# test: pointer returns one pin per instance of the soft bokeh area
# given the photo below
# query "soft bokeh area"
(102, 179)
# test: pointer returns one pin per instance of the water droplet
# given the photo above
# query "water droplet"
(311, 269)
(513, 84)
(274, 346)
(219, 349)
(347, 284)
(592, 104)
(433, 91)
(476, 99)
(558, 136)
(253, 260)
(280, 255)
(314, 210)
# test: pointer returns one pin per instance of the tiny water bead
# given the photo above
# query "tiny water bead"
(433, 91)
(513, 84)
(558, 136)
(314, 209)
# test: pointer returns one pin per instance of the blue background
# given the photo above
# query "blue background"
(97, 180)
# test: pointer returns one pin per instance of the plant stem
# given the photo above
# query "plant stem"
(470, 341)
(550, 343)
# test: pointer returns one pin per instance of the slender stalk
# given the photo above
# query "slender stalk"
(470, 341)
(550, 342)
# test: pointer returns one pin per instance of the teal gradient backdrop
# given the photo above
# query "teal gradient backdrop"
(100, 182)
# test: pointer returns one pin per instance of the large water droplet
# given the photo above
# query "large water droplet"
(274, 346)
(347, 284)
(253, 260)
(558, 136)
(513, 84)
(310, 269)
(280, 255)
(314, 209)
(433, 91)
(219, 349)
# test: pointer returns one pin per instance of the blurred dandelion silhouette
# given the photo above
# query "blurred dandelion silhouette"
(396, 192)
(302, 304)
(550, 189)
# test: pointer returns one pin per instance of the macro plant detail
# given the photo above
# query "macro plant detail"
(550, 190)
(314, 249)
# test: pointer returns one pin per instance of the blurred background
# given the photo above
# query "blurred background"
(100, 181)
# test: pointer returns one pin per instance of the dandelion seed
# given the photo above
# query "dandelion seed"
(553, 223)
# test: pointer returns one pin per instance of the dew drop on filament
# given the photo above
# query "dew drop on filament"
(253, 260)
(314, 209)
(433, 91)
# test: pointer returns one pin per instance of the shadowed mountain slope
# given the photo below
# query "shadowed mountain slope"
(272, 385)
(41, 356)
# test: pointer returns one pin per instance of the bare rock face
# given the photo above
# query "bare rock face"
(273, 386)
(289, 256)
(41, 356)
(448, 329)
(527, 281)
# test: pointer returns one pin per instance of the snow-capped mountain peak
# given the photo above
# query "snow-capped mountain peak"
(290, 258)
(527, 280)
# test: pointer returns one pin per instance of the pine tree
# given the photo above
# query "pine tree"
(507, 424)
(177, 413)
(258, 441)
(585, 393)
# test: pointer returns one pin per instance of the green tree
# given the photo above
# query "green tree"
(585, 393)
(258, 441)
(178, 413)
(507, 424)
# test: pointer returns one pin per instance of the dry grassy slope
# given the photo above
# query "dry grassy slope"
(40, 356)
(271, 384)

• • •

◆ **EXERCISE AIM**: Each entry should be reproduced in the output exactly.

◆ **ANSWER BOX**:
# test: pointer returns one pin per instance of the soft bokeh area
# given the photo below
# query "soft bokeh area"
(102, 179)
# test: pointer returns one pin per instance of the water droplet
# given the photo above
# query "water droplet"
(311, 269)
(513, 84)
(274, 346)
(219, 349)
(347, 284)
(592, 104)
(433, 91)
(476, 99)
(558, 136)
(253, 260)
(280, 255)
(314, 210)
# test: pointer returns one pin per instance of the tiny water bead
# given the photo above
# query "tiny water bead"
(433, 91)
(513, 84)
(558, 136)
(314, 209)
# test: pointer returns one pin per instance of the blue background
# given the photo above
# query "blue background"
(97, 180)
# test: pointer returns one pin per instance of the plant stem
# given the photo above
# query "plant stem"
(470, 341)
(550, 343)
# test: pointer returns one pin per instance of the slender stalk
# given the photo above
# query "slender stalk"
(470, 341)
(550, 342)
# test: pointer returns one pin per instance of the teal gradient backdrop
# given the photo above
# query "teal gradient backdrop"
(100, 182)
# test: pointer returns one pin per instance of the large water droplet
# given the photo above
# query "large water droplet"
(274, 346)
(347, 284)
(253, 260)
(558, 136)
(513, 84)
(310, 269)
(280, 255)
(314, 209)
(433, 91)
(219, 349)
# test: pointer returns one pin per instance of the blurred dandelion silhouette
# given the photo above
# query "blurred dandelion silhouette"
(396, 192)
(302, 304)
(550, 189)
# test: pointer returns one pin per instance of the macro plant detail
# given the photo above
# query "macro plant detail"
(550, 190)
(314, 249)
# test: pointer returns one pin per instance of the blurred background
# given the photo above
# query "blurred background"
(100, 181)
# test: pointer returns one pin per instance of the dandelion seed
# given the photo above
# query "dandelion seed"
(553, 223)
# test: pointer returns one pin per instance of the dew drop on filament
# given the photo above
# query "dew drop on filament"
(253, 260)
(314, 209)
(433, 91)
# test: pointer returns one pin per instance of the shadowed mountain slope
# given the photo below
# query "shadowed mountain slope"
(272, 385)
(41, 356)
# test: pointer returns one pin per instance of the bare rock face
# given the photo above
# query "bare rock face"
(273, 386)
(289, 256)
(41, 356)
(448, 329)
(527, 281)
# test: pointer returns one pin per instance of the snow-capped mountain peak
# given the photo above
# query "snow-capped mountain peak"
(290, 258)
(527, 280)
# test: pointer returns one pin per instance of the pine tree
# given the photo above
# query "pine tree"
(507, 424)
(177, 413)
(258, 441)
(585, 393)
# test: pointer returns one pin per instance of the green tree
# given the photo above
# query "green tree"
(585, 393)
(258, 441)
(178, 413)
(507, 424)
# test: pointer returns one pin per instance of the dry grassy slope
# given the photo above
# query "dry grassy slope"
(40, 356)
(271, 384)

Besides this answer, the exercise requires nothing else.